**PROBLEM TO WORK ON**
In the reflection on Joseph below, condense the paragraph beginning "I’m sure we are all familiar" into a short bulleted list that keeps its main points.

**SELECTED EXCERPT**
════════
Reflection | Genesis 50:15-21 | 15 February 2021

 


A letter from Anthony...

When Joseph’s brothers saw that their father was dead, they said, “What if Joseph holds a grudge against us and pays us back for all the wrongs we did to him?”  So they sent word to Joseph, saying, “Your father left these instructions before he died: ‘This is what you are to say to Joseph: I ask you to forgive your brothers the sins and the wrongs they committed in treating you so badly.’ Now please forgive the sins of the servants of the God of your father.” When their message came to him, Joseph wept.  His brothers then came and threw themselves down before him. “We are your slaves,” they said.  But Joseph said to them, “Don’t be afraid. Am I in the place of God?  You intended to harm me, but God intended it for good to accomplish what is now being done, the saving of many lives.  So then, don’t be afraid. I will provide for you and your children.” And he reassured them and spoke kindly to them. 

Genesis 50:15–21


I’m sure we are all familiar with the account of Joseph in Genesis.  His life is a story of parental favouritism, sibling rivalry and betrayal.  But that is not where the story ends.  The reason that Joseph’s story doesn’t end in tragedy – but instead triumph – is because it is ultimately an account of God working in all things for the good of those who love Him.   

It’s hard to imagine how lonely and afraid Joseph must have been as a young man, as he was sold to strangers in Egypt.  Everyone he loved, and everything that he knew, had been taken away.  But despite all his suffering, Joseph continued to find his strength in the Lord.

Hebrews 11:1 says, “Now faith is being sure of what we hope for and certain of what we do not see.”

Faith in Joseph’s circumstances required him to trust the Lord far beyond what he was seeing and experiencing.  It required Joseph to recognise that God had a plan in all of these circumstances, even though he wasn’t able to see or understand at the time. 

God’s plan took Joseph through the valley of the shadow of death, instead of taking him the more comfortable way around.  But despite the hardships that Joseph suffered, God was still working for the good of His people.

Sometimes trusting God with our circumstances is really hard, and other times it is easy.  But whether we are finding it hard to trust Him with what is going on in our lives at the moment, or whether we are finding it easy, God continues to remain faithful.

There will be times in our lives when God takes us through the valley of the shadow of death – just as He did with Joseph – times when we struggle to see what He is doing and understand the ‘why?’

But if our hope is in the eternal rather than the temporary, our certain hope in God’s good plan of eternal life for us through Jesus will never be taken away. 

As John 6:37-39 says, “All that the Father gives me will come to me, and whoever comes to me I will never drive away.  For I have come down from heaven not to do my will but to do the will of him who sent me.  And this is the will of him who sent me, that I shall lose none of all that he has given me but raise them up at the last day.”
════════
**SUPPLIED MATERIAL**
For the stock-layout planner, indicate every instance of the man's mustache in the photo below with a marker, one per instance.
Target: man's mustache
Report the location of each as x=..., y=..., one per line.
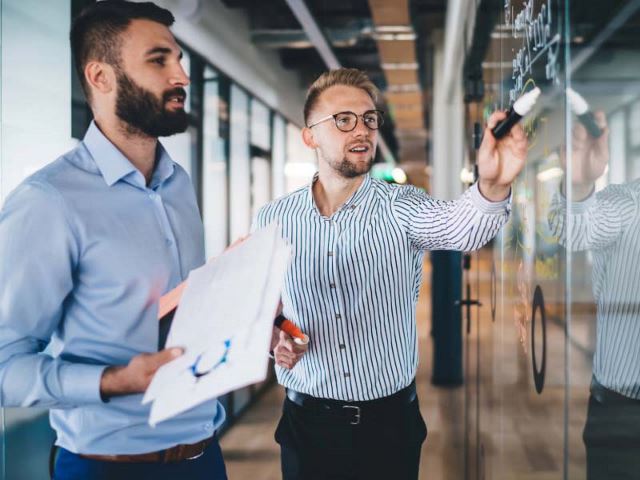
════════
**RESPONSE FOR THIS EXERCISE**
- Joseph's account in Genesis is widely familiar.
- His life is a story of parental favoritism, sibling rivalry and betrayal.
- The story does not end there.
- It ends in triumph rather than tragedy because it is ultimately about God working in all things for the good of those who love Him.